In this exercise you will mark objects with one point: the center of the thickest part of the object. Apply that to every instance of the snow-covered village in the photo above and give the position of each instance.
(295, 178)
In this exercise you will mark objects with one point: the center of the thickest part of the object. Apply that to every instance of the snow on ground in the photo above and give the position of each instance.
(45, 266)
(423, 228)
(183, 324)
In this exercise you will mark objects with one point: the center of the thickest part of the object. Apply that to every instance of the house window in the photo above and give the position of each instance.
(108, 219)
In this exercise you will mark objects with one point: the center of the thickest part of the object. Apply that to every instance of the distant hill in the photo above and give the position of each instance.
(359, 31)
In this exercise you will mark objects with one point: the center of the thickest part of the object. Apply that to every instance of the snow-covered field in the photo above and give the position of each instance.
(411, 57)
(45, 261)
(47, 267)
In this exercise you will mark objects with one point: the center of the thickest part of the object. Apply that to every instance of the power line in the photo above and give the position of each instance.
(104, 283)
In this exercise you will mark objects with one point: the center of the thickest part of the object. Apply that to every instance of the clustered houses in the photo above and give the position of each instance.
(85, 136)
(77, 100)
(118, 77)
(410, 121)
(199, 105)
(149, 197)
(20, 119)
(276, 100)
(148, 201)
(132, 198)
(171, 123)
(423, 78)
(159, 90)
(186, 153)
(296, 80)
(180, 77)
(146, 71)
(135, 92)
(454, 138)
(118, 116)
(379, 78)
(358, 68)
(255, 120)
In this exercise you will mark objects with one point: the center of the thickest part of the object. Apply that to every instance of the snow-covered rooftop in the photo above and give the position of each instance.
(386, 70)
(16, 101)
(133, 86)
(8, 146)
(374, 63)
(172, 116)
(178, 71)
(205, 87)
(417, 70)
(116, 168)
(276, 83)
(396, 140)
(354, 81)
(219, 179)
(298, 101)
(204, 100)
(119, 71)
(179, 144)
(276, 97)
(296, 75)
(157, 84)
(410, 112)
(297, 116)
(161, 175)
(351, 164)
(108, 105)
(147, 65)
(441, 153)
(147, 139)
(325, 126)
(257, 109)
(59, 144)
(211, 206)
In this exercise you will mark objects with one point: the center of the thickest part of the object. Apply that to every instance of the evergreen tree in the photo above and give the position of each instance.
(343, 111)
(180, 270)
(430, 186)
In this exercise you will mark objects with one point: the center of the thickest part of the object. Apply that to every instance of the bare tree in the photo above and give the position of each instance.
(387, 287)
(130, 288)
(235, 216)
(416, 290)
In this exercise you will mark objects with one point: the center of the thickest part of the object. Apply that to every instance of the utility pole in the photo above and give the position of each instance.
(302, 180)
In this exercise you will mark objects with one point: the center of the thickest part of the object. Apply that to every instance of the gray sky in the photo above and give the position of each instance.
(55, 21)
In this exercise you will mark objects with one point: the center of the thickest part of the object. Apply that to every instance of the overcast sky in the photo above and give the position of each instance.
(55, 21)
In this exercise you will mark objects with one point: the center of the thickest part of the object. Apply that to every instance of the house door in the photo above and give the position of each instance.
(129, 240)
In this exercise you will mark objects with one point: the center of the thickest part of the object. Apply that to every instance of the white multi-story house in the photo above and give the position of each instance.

WHAT TO DO → Print each entry exactly as it appears above.

TASK OUTPUT →
In this exercise you will mark objects with one point: the center of the thickest part of the object. Apply that to every instance of the snow-covered village in the photo above and give the position of each instance.
(295, 178)
In this exercise you will mark objects with one point: the center of the thickest part of the object. Apply that to every instance of the snow on ground in the photo above and give the position of each instance.
(45, 266)
(423, 228)
(183, 324)
In this exercise you will mark objects with one point: the center of the thickest part of the object. Apply that to every instance of the house window in the photo above and give the position of each instance.
(108, 219)
In this exercise you will mark objects with one point: the center of the thickest part of the object. Apply that to every instance of the distant hill in the photo above and give the position of each instance.
(359, 31)
In this exercise you will mark objects with one point: the center of the thickest part of the object. Apply that to every instance of the snow-covered field in the photo above and give the position of each instance.
(411, 57)
(45, 261)
(47, 267)
In this exercise you will mark objects with one point: the center of the thickest part of the object. Apply that to every instance of the power line in the photo above and give the position of each instance.
(104, 283)
In this exercise you will mark objects with one point: the center of the thickest part of the object. Apply that to every instance of the clustered houses in the photo above and give the position of each instance.
(85, 136)
(77, 100)
(118, 77)
(410, 121)
(199, 105)
(149, 197)
(20, 119)
(276, 100)
(148, 201)
(132, 198)
(171, 123)
(423, 78)
(159, 90)
(186, 153)
(296, 80)
(180, 77)
(146, 71)
(135, 92)
(454, 138)
(118, 116)
(379, 78)
(358, 68)
(255, 120)
In this exercise you will mark objects with one point: the center of the thickest part of the object. Apply that to every instance of the snow-covered rooftop in the photo above and give the position of each instance.
(386, 70)
(16, 101)
(133, 86)
(8, 146)
(374, 63)
(172, 116)
(178, 71)
(205, 87)
(417, 70)
(116, 168)
(276, 83)
(396, 140)
(354, 81)
(219, 179)
(298, 101)
(204, 100)
(119, 71)
(179, 144)
(276, 97)
(296, 75)
(157, 84)
(410, 112)
(297, 116)
(161, 175)
(351, 164)
(108, 105)
(147, 65)
(441, 153)
(147, 139)
(325, 126)
(257, 109)
(59, 144)
(211, 206)
In this exercise you will mark objects with one point: the center of the thickest part of the object. Apply that to every instance of the evergreen tree in the photo above and give the position of each instance.
(343, 111)
(180, 270)
(430, 186)
In this exercise you will mark objects with one point: the center of the thickest part of the object. Apply that to every instance of the bare tree in the photo above and give the position of each instance.
(387, 287)
(130, 288)
(235, 216)
(416, 290)
In this exercise you will mark objects with one point: the center of the thickest part of the object. Apply that to every instance of the utility pole in the photo above and give the position of each instance.
(302, 180)
In this exercise you will mark objects with one point: the center of the thickest part of the object. Apply that to every instance of the gray sky in the photo above and give the position of each instance.
(55, 21)
In this exercise you will mark objects with one point: the center of the thickest part of the object. Apply that to every instance of the overcast sky in the photo above and give the position of each instance.
(55, 21)
In this exercise you will mark objects with one point: the center of the thickest part of the object. Apply that to every instance of the house door in the photo above and give the position of each instance.
(129, 240)
In this exercise you will mark objects with one point: the center of the thickest part of the object. Apply that to every instance of the white multi-story house in the photo above and give the position of each instance.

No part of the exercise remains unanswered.